#### PAGE EXTRACT

Our next resolution should focus on the greatest threat to our way of life: the relentlessly metastasizing debt, deficit, entitlement, and unfunded liabilities crises. The data are grim: more than $21 trillion in national debt; budget-busting deficits back to $1 trillion; 70% of the budget spent on Social Security, Medicare, Medicaid, Obamacare, and unemployment insurance; and national unfunded liabilities estimated by Boston University Professor Lawrence Kotlikoff at $210 trillion. The ancient tyrants redistributed the wealth of the rich. We also redistribute the wealth of the unborn.

All these numbers are subject to future adjustments from factors like demographic pressure from Baby Boomers, 10,000 of whom retire every day; currently low interest rates costs estimated  by the Congressional Budget Office to quadruple over the next 30 years; another recession like that of 2008, which spurred massive increases in borrowing and spending; accelerating demographic decline that will reduce the number of works contributing payroll taxes; and unforeseen events like armed conflict or natural disasters. And don’t forget increasing life expectancy, which means more old people requiring more subsidized health care––by 2050, the number of people living into their 90s and 100s will quadruple, meaning many more years of expensive medical treatment.

This slow-motion catastrophe cannot be fixed by increasing taxes or stimulating economic growth, as Trump has done. Only reforming entitlement programs––raising the retirement age, or means-testing benefits–– can slow down this looming disaster. Currently, entitlement spending and any cost-of-living increases are on auto pilot, letting Congress off the hook for their budgets. Other dodges like continuing resolutions or other “fixes” Congress can roll-back later, likewise help Congressmen to avoid having to legislate annual spending levels, and thus to be held accountable by voters. Reforming the budget process in Congress to make members publicly vote on specific annual budget appropriations for entitlements or increases could at least make them more transparently responsible for this reckless spending.

########

**PROMPT 1**
From the passage on the national debt, list every program that the 70% share of the budget is said to be spent on.
**PROMPT 2**
Rewrite everything in the passage on the national debt from "All these numbers" down to "expensive medical treatment.", putting "downturn" in place of "recession".

#### GIVEN ENTRIES

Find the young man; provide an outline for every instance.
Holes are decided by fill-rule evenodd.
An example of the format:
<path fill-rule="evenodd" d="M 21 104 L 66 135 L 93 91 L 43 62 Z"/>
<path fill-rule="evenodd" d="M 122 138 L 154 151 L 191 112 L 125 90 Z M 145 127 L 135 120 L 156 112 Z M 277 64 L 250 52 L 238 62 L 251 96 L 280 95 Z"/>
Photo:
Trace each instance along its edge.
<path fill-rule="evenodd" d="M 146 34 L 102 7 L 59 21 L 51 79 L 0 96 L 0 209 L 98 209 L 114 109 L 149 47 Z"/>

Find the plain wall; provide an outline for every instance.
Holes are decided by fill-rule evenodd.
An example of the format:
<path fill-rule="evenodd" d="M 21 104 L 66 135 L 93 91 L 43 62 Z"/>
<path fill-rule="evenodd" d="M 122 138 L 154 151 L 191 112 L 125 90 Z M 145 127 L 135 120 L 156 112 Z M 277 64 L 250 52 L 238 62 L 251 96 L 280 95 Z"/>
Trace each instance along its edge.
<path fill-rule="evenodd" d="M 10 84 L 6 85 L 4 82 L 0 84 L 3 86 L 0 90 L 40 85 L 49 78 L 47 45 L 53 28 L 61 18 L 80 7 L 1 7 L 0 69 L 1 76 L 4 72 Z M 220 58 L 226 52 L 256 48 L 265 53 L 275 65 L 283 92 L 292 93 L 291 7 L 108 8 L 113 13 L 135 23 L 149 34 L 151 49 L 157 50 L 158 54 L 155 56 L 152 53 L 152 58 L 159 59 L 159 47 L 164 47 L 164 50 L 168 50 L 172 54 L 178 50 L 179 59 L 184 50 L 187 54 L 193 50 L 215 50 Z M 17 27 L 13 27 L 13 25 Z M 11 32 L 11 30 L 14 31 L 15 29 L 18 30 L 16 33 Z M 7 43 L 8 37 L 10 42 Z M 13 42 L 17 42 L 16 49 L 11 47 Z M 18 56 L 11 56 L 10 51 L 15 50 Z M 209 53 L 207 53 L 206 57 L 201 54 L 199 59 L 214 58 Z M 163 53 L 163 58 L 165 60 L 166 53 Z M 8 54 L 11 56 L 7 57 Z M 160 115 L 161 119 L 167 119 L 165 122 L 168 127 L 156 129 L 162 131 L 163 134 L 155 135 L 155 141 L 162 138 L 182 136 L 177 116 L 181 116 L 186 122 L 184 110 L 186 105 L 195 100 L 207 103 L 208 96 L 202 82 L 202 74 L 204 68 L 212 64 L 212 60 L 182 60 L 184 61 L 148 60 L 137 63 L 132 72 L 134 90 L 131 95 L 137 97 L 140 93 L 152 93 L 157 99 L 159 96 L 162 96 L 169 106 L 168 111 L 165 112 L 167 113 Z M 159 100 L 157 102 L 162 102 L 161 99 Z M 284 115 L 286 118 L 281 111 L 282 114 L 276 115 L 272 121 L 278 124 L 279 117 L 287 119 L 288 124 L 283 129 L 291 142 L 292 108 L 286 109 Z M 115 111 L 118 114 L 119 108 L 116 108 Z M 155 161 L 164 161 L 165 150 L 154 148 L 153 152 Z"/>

########

**YOUR SOLUTION 1**
Social Security
Medicare
Medicaid
Obamacare
Unemployment insurance

**YOUR SOLUTION 2**
All these numbers are subject to future adjustments from factors like demographic pressure from Baby Boomers, 10,000 of whom retire every day; currently low interest rates costs estimated  by the Congressional Budget Office to quadruple over the next 30 years; another downturn like that of 2008, which spurred massive increases in borrowing and spending; accelerating demographic decline that will reduce the number of works contributing payroll taxes; and unforeseen events like armed conflict or natural disasters. And don’t forget increasing life expectancy, which means more old people requiring more subsidized health care––by 2050, the number of people living into their 90s and 100s will quadruple, meaning many more years of expensive medical treatment.